Если он не здесь, то где же? Если не сейчас, то когда? «Реальность, какова она на самом деле» Иисус назвал бы «царством Божьим» и повторял бы: «Оно уже рядом. Оно здесь». Всю свою жизнь мы проводим на границе между двумя мирами: с одной стороны — целостный мир в том виде, какой он есть, с другой — упрощенный мир, воспринимаемый пятью чувствами.
А каждая жизнь — это «тонкое место» между ними.
Поклонение кумирам чуждо иудаизму. Заповедь Божья гласит: «Не делай себе кумира и никакого изображения того, что на небе вверху, и что на земле внизу, и что в воде ниже земли». Следовательно, ничто не может быть «бе–целем Элохим» — образом и подобием Бога. Ничто и никто. Вместе с тем иудаизм (и Библия) учит, что в мире есть нечто, сотворенное по образу и подобию Бога. Это не храм, не дерево, не статуя и не звезда. Единственный символ Бога — человек, каждый мужчина и каждая женщина[13].
Бог сказал: «Я создал мужчину и женщину по моему целем» (образу).
Это учение имеет многочисленные и многозначительные подтексты, главный из них заключается в том, что в каждой из наших жизненных историй является Бог. И прекрасные истории, и те, которыми мы ни с кем не делимся, вносят свой знак восклицания в вопли, обращенные к небесам нами, живущими на земле. Независимо от своих идеологических и религиозных убеждений, все мы живем надеждой, что вместе все наши истории в итоге сплетутся в гобелен любви и смысла.

____________________

### ЗАДАНИЕ A:
Перескажите кратко в виде списка абзац текста, который начинается словами «Поклонение кумирам чуждо иудаизму» и сохраните его основные факты.
### ЗАДАНИЕ B:
Замените «царством Божьим» на «Царством Небесным» во фрагменте текста: начните с места, где стоят слова «Если он не здесь, то», и остановитесь после слов «и каждая женщина[13].».
Данные, идущие следом, представляют собой отдельный материал.

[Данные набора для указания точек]
____________________

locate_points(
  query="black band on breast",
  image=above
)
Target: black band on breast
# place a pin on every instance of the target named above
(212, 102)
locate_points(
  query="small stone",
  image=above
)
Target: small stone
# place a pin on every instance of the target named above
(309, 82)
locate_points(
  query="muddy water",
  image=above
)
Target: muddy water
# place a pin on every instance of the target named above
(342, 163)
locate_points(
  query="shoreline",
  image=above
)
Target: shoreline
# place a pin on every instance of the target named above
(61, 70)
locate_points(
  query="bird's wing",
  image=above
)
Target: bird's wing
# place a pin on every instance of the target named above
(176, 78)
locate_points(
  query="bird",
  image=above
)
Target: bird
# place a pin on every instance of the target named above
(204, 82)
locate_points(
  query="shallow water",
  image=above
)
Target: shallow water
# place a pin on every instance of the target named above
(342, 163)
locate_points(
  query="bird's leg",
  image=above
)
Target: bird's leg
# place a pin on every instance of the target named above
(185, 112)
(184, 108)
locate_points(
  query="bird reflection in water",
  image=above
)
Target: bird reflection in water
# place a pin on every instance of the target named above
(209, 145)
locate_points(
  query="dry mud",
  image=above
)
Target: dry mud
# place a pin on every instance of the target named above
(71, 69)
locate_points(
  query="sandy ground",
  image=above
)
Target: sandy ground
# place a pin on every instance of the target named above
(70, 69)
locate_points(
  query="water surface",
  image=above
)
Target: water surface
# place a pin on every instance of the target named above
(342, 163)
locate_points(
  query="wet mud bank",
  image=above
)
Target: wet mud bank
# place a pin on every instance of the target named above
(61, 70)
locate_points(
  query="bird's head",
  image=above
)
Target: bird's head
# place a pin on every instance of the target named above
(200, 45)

____________________

### ОТВЕТ НА ЗАДАНИЕ A:
- Поклонение кумирам чуждо иудаизму.
- Заповедь запрещает делать кумира и любое изображение того, что на небе, на земле и в воде.
- Поэтому ничто и никто не может быть «бе–целем Элохим», то есть образом и подобием Бога.
- Вместе с тем иудаизм и Библия учат, что в мире есть нечто, сотворенное по образу и подобию Бога, и это не храм, не дерево, не статуя и не звезда.
- Единственный символ Бога — человек, каждый мужчина и каждая женщина.

### ОТВЕТ НА ЗАДАНИЕ B:
Если он не здесь, то где же? Если не сейчас, то когда? «Реальность, какова она на самом деле» Иисус назвал бы «Царством Небесным» и повторял бы: «Оно уже рядом. Оно здесь». Всю свою жизнь мы проводим на границе между двумя мирами: с одной стороны — целостный мир в том виде, какой он есть, с другой — упрощенный мир, воспринимаемый пятью чувствами.
А каждая жизнь — это «тонкое место» между ними.
Поклонение кумирам чуждо иудаизму. Заповедь Божья гласит: «Не делай себе кумира и никакого изображения того, что на небе вверху, и что на земле внизу, и что в воде ниже земли». Следовательно, ничто не может быть «бе–целем Элохим» — образом и подобием Бога. Ничто и никто. Вместе с тем иудаизм (и Библия) учит, что в мире есть нечто, сотворенное по образу и подобию Бога. Это не храм, не дерево, не статуя и не звезда. Единственный символ Бога — человек, каждый мужчина и каждая женщина[13].